**Task statement**
Update the material below by changing every "road sign" to "traffic sign" and keeping everything else the same. Leave the pictures out of your answer.

**Material to process**
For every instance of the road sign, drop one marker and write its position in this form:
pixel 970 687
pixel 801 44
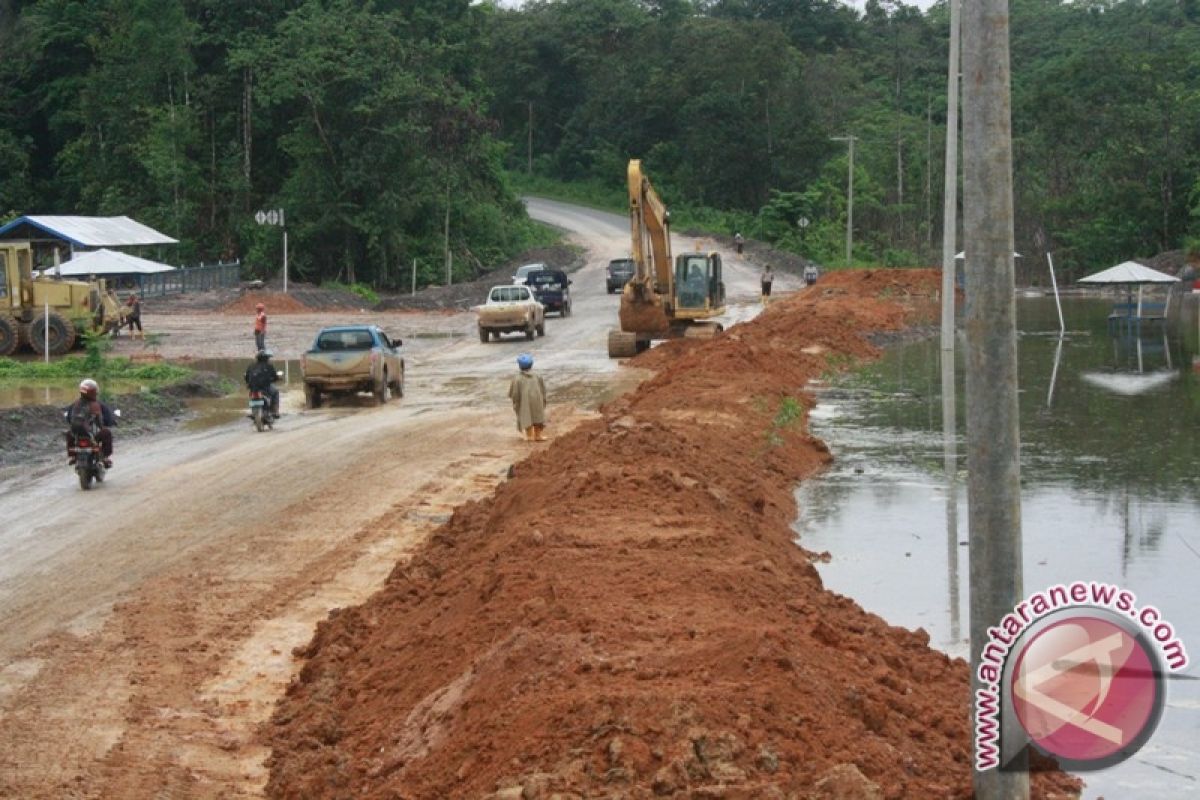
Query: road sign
pixel 275 217
pixel 271 217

**Solved exercise**
For every instance of the traffic sign, drop one marker and write its position in this form:
pixel 970 687
pixel 801 44
Query: traffic sign
pixel 275 217
pixel 271 217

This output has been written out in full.